WHAT THE TASK REQUIRES
Rewrite the records word for word, starting at the line that contains "Find the reddish" and ending at the final line of the records.

DATASET ENTRIES
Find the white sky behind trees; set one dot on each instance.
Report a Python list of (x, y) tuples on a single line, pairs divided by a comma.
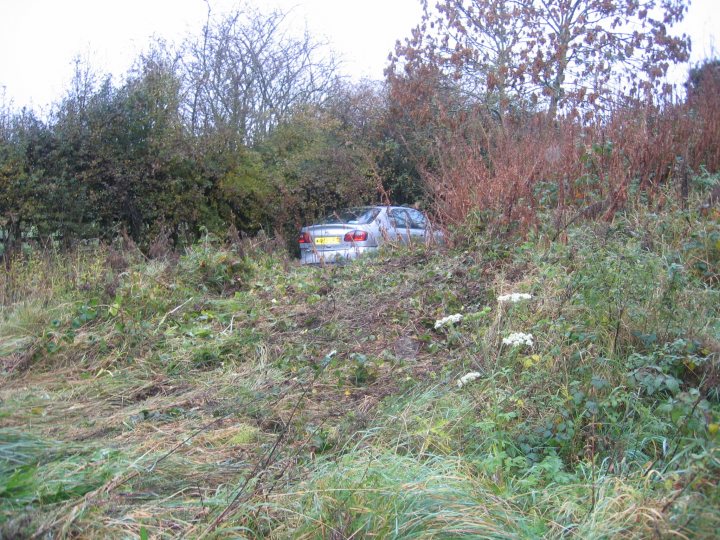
[(39, 39)]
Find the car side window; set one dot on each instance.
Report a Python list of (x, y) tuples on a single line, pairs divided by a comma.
[(417, 218), (400, 218)]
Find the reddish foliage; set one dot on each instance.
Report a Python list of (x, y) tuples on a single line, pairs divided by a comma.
[(511, 168)]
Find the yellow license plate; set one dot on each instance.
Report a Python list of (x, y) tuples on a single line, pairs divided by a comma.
[(327, 240)]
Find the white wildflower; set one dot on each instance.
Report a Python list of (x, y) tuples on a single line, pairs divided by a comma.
[(514, 298), (518, 338), (468, 378), (448, 321)]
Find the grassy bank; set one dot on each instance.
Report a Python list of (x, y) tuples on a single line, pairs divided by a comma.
[(211, 394)]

COMPLETE OUTPUT
Find the reddish foliage; set one dot on each instance.
Report a Python list of (x, y) tuples on a single line, pairs divided by a comma.
[(511, 168)]
Find the yellow license plate; set one dot on each instance.
Report a Python list of (x, y) tuples on a single line, pairs divided by a comma.
[(327, 240)]
Find the white wildflower; set one dot on each instance.
Report a Python list of (x, y) tuples on a single line, pairs divided by a comma.
[(514, 298), (518, 338), (468, 378), (448, 321)]
Find the grassy bank; set one dot on each instance.
Report a Python list of (x, y) tuples on a single line, pairs divided by a comma.
[(211, 394)]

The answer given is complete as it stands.